Region-labeling records:
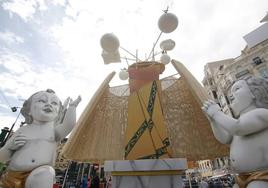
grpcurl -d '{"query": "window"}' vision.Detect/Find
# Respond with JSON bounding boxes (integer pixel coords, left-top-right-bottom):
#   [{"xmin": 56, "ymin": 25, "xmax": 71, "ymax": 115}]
[
  {"xmin": 252, "ymin": 57, "xmax": 263, "ymax": 65},
  {"xmin": 212, "ymin": 91, "xmax": 218, "ymax": 99},
  {"xmin": 259, "ymin": 68, "xmax": 268, "ymax": 78},
  {"xmin": 235, "ymin": 69, "xmax": 249, "ymax": 79}
]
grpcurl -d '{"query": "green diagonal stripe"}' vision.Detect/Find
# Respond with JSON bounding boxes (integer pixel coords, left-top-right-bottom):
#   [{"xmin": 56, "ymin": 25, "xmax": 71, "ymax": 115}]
[
  {"xmin": 125, "ymin": 81, "xmax": 157, "ymax": 158},
  {"xmin": 147, "ymin": 81, "xmax": 157, "ymax": 117},
  {"xmin": 125, "ymin": 120, "xmax": 148, "ymax": 157}
]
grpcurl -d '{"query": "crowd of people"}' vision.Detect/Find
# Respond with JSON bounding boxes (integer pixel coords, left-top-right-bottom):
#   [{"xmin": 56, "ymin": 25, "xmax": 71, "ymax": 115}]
[{"xmin": 183, "ymin": 175, "xmax": 235, "ymax": 188}]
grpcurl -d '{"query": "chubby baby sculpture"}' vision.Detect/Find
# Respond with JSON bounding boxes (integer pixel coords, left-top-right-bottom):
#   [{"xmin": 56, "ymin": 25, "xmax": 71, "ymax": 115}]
[
  {"xmin": 202, "ymin": 76, "xmax": 268, "ymax": 188},
  {"xmin": 0, "ymin": 89, "xmax": 81, "ymax": 188}
]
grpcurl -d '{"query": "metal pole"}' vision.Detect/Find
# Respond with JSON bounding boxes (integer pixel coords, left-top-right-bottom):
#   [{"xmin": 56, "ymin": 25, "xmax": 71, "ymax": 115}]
[
  {"xmin": 1, "ymin": 113, "xmax": 20, "ymax": 146},
  {"xmin": 62, "ymin": 161, "xmax": 72, "ymax": 188}
]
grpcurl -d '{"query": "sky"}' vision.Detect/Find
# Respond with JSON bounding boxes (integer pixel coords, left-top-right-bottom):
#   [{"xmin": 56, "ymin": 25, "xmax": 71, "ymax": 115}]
[{"xmin": 0, "ymin": 0, "xmax": 268, "ymax": 130}]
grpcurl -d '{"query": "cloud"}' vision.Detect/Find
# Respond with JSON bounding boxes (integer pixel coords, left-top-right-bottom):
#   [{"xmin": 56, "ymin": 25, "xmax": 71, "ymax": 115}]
[
  {"xmin": 0, "ymin": 31, "xmax": 24, "ymax": 45},
  {"xmin": 2, "ymin": 0, "xmax": 38, "ymax": 22}
]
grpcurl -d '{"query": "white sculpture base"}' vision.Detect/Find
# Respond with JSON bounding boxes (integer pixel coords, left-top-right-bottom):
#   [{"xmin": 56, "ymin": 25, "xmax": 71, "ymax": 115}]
[{"xmin": 104, "ymin": 158, "xmax": 187, "ymax": 188}]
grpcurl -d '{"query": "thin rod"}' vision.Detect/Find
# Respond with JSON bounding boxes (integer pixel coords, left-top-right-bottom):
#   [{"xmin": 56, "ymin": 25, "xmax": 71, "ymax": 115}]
[
  {"xmin": 146, "ymin": 31, "xmax": 163, "ymax": 61},
  {"xmin": 120, "ymin": 46, "xmax": 141, "ymax": 61}
]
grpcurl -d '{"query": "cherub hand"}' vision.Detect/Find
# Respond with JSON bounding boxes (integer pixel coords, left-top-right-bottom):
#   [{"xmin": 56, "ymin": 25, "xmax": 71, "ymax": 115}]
[
  {"xmin": 69, "ymin": 96, "xmax": 81, "ymax": 107},
  {"xmin": 202, "ymin": 100, "xmax": 221, "ymax": 118},
  {"xmin": 6, "ymin": 133, "xmax": 26, "ymax": 150},
  {"xmin": 62, "ymin": 97, "xmax": 71, "ymax": 109}
]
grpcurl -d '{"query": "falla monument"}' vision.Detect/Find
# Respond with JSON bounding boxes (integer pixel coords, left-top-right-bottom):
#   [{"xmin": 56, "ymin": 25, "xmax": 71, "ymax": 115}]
[{"xmin": 63, "ymin": 10, "xmax": 228, "ymax": 188}]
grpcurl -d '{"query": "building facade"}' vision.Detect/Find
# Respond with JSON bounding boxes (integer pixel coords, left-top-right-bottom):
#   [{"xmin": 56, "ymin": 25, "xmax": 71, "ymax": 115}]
[
  {"xmin": 199, "ymin": 17, "xmax": 268, "ymax": 176},
  {"xmin": 202, "ymin": 22, "xmax": 268, "ymax": 116}
]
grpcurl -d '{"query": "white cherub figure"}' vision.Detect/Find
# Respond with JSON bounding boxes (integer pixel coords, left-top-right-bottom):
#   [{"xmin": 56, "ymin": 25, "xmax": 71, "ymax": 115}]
[
  {"xmin": 0, "ymin": 89, "xmax": 81, "ymax": 188},
  {"xmin": 202, "ymin": 77, "xmax": 268, "ymax": 188}
]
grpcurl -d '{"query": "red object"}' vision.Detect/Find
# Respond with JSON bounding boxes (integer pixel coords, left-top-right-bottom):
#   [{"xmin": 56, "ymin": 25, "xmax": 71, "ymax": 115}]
[
  {"xmin": 53, "ymin": 183, "xmax": 60, "ymax": 188},
  {"xmin": 128, "ymin": 62, "xmax": 165, "ymax": 93}
]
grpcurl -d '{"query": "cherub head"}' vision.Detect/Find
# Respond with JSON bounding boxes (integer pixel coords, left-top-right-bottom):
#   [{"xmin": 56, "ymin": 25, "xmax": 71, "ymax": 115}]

__Short problem__.
Count the lines of the records above that contain the string "white", and give only that count.

__Exercise response__.
2